:: 任务说明 ::
重新输出从包含“[ ] locate the blue polo shirt”的行到包含“(1021, 492)”的行之间的全部内容，首尾两行均包含在内。将其中的“shirt pocket”替换为“chest pocket”，其余部分保持不变。

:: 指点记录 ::
---

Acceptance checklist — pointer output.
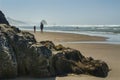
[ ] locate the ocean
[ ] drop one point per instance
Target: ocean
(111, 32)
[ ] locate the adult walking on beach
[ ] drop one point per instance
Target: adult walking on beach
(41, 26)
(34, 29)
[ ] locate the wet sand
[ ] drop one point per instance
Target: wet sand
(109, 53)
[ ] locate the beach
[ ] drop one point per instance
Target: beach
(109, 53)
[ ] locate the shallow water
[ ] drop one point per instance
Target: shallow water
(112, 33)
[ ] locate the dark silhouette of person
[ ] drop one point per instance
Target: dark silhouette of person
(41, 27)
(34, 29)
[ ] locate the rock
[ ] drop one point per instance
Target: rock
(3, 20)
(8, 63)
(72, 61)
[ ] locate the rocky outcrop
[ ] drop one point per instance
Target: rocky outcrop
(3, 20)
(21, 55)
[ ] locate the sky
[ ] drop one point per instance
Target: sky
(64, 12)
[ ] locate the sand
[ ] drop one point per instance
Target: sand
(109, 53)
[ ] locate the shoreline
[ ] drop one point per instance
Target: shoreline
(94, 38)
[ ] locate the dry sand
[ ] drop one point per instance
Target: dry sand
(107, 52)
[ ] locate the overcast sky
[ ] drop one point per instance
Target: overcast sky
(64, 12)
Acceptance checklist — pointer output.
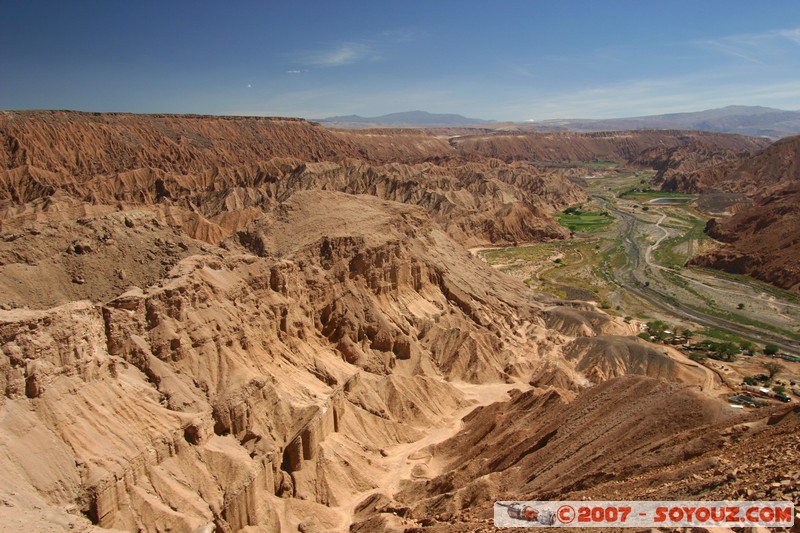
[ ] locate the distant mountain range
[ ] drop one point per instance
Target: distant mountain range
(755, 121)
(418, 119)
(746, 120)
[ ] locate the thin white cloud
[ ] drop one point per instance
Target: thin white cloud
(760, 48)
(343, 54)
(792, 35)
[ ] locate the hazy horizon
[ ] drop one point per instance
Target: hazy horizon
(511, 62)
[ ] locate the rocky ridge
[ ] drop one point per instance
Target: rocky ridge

---

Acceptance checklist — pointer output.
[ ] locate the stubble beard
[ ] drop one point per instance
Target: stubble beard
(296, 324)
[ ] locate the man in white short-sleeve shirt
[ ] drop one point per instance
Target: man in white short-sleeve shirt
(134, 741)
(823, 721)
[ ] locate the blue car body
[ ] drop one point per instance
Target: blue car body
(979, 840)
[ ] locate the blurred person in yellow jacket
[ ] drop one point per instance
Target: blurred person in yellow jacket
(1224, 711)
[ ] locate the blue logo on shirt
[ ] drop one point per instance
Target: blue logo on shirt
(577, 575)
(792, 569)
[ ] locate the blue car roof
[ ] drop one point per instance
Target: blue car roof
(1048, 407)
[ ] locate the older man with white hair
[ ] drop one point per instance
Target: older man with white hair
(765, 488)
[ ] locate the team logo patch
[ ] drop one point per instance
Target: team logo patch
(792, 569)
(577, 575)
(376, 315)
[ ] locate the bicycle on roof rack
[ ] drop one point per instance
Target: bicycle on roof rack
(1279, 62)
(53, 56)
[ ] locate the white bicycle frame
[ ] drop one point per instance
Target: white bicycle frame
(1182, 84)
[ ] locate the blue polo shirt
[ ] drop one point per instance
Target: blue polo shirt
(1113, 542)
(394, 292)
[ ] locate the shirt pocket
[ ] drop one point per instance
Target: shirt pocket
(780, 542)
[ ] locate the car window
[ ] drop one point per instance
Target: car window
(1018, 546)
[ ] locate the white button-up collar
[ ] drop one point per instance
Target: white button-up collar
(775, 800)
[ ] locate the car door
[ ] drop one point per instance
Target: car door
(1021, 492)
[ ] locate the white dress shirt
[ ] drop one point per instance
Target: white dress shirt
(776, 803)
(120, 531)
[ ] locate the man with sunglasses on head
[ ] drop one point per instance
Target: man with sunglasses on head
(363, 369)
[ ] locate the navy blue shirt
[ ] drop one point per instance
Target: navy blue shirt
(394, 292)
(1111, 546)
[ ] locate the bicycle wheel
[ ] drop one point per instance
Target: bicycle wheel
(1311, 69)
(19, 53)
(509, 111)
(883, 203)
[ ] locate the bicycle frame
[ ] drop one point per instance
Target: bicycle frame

---

:: 参考答案 ::
[ ] locate the blue polo shirt
[ ] drop one point per instance
Target: blue polo shirt
(1113, 542)
(394, 292)
[ ] locate the chest pocket
[ ] drop one point per instance
Target: chest pocket
(780, 542)
[ ] locate the car window
[ ] drop one point per instance
Target: car window
(1018, 546)
[ ] locate the white button-up collar
[ ] drop one point per instance
Target: white button-up collar
(775, 800)
[ ] locate the car door
[ ] drop one point per instance
Target: car door
(1021, 492)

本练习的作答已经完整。